→ Task prompt: The full set of entries below should be transcribed exactly.

→ Records for this exercise:
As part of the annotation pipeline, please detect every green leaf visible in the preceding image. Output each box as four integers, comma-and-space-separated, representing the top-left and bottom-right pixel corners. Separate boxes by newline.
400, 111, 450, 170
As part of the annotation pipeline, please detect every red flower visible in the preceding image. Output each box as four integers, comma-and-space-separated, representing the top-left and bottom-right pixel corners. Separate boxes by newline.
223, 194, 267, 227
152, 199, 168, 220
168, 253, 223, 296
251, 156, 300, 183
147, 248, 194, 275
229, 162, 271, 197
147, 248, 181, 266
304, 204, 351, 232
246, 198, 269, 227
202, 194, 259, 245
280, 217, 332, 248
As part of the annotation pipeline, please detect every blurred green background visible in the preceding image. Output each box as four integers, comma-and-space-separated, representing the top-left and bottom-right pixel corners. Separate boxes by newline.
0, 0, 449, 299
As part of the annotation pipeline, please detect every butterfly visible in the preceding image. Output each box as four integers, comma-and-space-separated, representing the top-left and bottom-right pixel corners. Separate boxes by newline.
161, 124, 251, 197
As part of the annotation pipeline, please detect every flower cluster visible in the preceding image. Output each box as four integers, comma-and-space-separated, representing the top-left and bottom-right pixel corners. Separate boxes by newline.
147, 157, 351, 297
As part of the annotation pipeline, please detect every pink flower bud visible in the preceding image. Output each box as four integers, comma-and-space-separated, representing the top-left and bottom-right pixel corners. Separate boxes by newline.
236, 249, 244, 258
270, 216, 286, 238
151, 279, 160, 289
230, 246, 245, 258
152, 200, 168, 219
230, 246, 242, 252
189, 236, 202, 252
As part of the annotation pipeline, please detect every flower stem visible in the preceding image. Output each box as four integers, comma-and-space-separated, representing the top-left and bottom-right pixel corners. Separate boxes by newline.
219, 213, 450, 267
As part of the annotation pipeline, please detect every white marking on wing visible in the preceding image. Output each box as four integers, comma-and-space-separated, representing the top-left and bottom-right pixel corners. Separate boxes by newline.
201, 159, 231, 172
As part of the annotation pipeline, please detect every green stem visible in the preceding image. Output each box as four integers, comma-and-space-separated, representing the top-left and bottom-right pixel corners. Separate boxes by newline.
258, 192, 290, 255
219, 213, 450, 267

→ Your response:
As part of the annotation pipeline, please detect every green leaf visible in the preceding image. Output each box as four integers, comma-and-space-separated, representing the top-left and bottom-right pixel corners. Separate boxes by newline.
400, 111, 450, 170
As part of the annotation pipeline, please detect every red flower visible in the preceding image. Output each box as four integers, comma-and-space-separated, representing the top-left and bottom-right pixel corners. Separate boxes by newline.
223, 194, 267, 227
152, 199, 168, 220
168, 253, 223, 296
251, 156, 300, 183
147, 248, 194, 275
229, 162, 271, 197
147, 248, 181, 266
304, 204, 351, 232
246, 198, 269, 227
202, 194, 259, 245
280, 217, 332, 248
As part of the annotation pipeline, please detect every blurred green background visible in the preceding image. Output each box as four integers, comma-and-space-separated, representing the top-left and bottom-right pixel corners. Separate boxes by newline.
0, 0, 449, 299
As part of the annotation pipeline, please detect every butterfly visible in the preceding image. Output each box as four integers, comma-and-space-separated, representing the top-left and bottom-right pixel corners. Separate boxes by newline.
161, 124, 251, 197
As part of the annotation pipeline, please detect every flower cluster visible in the preceding image. Output each box as four integers, comma-and-space-separated, representing the top-left and bottom-right pixel corners. Separate boxes by newline.
147, 157, 351, 297
As part of the annotation pipeline, please detect every pink flower bud visible in the preceding image. Output each box as four integers, comma-and-space-separated, representing the top-left and bottom-right pixel corners. Separate boxes by newline.
236, 249, 244, 258
270, 216, 286, 238
151, 279, 160, 289
230, 246, 245, 258
152, 200, 168, 219
230, 246, 242, 252
189, 236, 202, 252
As part of the annotation pipeline, please detect every flower stem visible in the preceding image. Output each box as four integers, comma-and-space-separated, representing the top-left and bottom-right pixel corners. Separate boxes by newline.
219, 213, 450, 267
As part of the annotation pipeline, please detect every white marking on wing visible in the preceding image. Output each box as four integers, comma-and-space-separated, representing the top-left and bottom-right pixel corners. Separate boxes by newline.
201, 159, 231, 172
As part of the annotation pipeline, please detect every green stem visible in the preceding image. Output each box as four integers, comma-and-space-separated, representing the top-left and bottom-right pixel corners. Separate boxes by newline.
258, 192, 290, 255
219, 213, 450, 267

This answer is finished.